» **Text section**
* * * *

Friday, August 27, 2010

Poetic License Horoscope for August 27-September 2


“Art is the center of the real world. Philadelphia is the center of the art world.”-various mosaics

Virgo (Aug. 24-Sept. 23): Happy birthday month, fellow Virgos, and thanks for being good sports about however I decide to self-soothe on any given week. Anyway! Number of years I’ve been going to clubs: 20! Amount that house music has changed: 0. Appreciate your patterns, your looped samples, the comfort of your constant beats.

Libra (Sept. 24-Oct. 21): Today my therapist gave me a note card that says this: “Don’t fight with yourself. Let yourself be wrong and sometimes stupid.” She knew it was the right advice when I started laughing my ass off.

Scorpio (Oct. 22-Nov. 22): This is what the fortune cookie that came with my iced coffee says: “You will make many changes before settling satisfactorily.” It makes me a little antsy, but it might work for you.

Sagittarius (Nov. 23-Dec. 22): There’s a pop song stuck in my head. I just Googled it, it’s by La Roux. It goes “This time baby/I’ll be/bulletproof.” That is a silly but very appealing idea. Indulge it!

Capricorn (Dec. 23-Jan. 20): This month I’ve resolved to be less Allison and more Peggy. In case you don’t watch Mad Men, allow me to translate: let’s be less the brokenhearted secretary and more the arty copywriter in the midst of a consciousness-awakening.

Aquarius (Jan. 21-Feb. 19): Have you ever been to The Blue Grotto in Philadelphia? Conceptual artist Randy Dalton wanted to give Philadelphia a blue ribbon for its arts contributions, so he made these beautiful environments of found objects bathed in varied blue lights. Give yourself a prize like that. Light up the color of swimming pools. Send the message to landing planes.

Pisces (Feb. 20-March 20): Draw a map of your childhood home. Be very specific—don’t forget the lilac bush, the sauce-stained sink, the rough wallpaper. Open the door and start redecorating, or at least wash the dishes.

* * * *

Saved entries
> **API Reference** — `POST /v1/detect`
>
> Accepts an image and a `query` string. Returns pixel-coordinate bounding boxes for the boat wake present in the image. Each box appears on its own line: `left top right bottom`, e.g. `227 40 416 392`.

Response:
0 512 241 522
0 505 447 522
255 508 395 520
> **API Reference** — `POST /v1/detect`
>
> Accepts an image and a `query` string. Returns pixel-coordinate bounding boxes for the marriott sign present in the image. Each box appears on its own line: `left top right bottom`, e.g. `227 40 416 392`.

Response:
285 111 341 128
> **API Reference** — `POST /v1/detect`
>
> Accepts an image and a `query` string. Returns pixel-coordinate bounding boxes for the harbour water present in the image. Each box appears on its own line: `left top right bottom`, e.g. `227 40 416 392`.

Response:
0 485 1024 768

* * * *

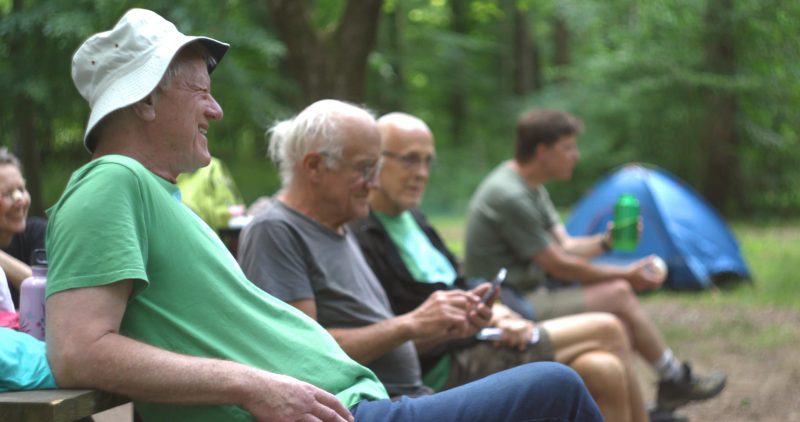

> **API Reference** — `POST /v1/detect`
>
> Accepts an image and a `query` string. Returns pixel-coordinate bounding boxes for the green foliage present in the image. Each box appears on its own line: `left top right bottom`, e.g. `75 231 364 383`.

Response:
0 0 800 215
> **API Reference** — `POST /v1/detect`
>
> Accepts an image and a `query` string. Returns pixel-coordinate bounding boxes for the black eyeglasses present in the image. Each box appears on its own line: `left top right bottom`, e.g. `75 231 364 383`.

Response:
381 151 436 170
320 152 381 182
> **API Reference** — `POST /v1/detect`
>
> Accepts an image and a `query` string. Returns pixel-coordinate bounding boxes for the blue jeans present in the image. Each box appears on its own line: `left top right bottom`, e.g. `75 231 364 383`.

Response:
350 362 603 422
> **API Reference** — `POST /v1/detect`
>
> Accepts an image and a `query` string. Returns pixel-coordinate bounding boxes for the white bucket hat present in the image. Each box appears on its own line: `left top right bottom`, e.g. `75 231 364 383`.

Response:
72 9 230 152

* * * *

» **Apply what you read**
**A)** Translate this sentence from the horoscope into Spanish: "That is a silly but very appealing idea."
**B)** Pick up the horoscope after its last sentence and keep writing it.

» **Written responses**
**A)** Es una idea tonta pero muy atractiva.

**B)**
Aries (March 21-April 18): The other day my wife and I were walking to the store when a drunk man started hollering at us, yelling comments about our asses and such. Usually I’d just scowl and walk away, but this time, it was very satisfying to swear back at him.

Taurus (April 19-May 18): According to The United States of Tara, we sometimes package our vulnerable parts and jettison them. Find and open all of these pretty little pathos-packages. Save the ribbons.

Gemini (May 19-June 21): In the words of Lucille Clifton, for my brother who’s leaving college soon: “may you/open your eyes to water/water waving forever/and may you in your innocence/sail through this to that.”

Cancer (June 22-July 23): I generally take advice from the poetry quotes in the church bulletin: "One day the sun admitted, I am just a shadow. I wish I could show you The Infinite Incandescence that has cast my brilliant image! I wish I could show you, When you are lonely or in darkness, The Astonishing Light Of your own Being!"-Hafiz

Leo (July 24-Aug. 23): Sometimes you can decide that you are quite edified enough, thank you very much, and that all you want to do after all these weeks of making beautiful things is to go home and see how things turn out with the Diamond Power of Veto on Big Brother. Your soul wants junk.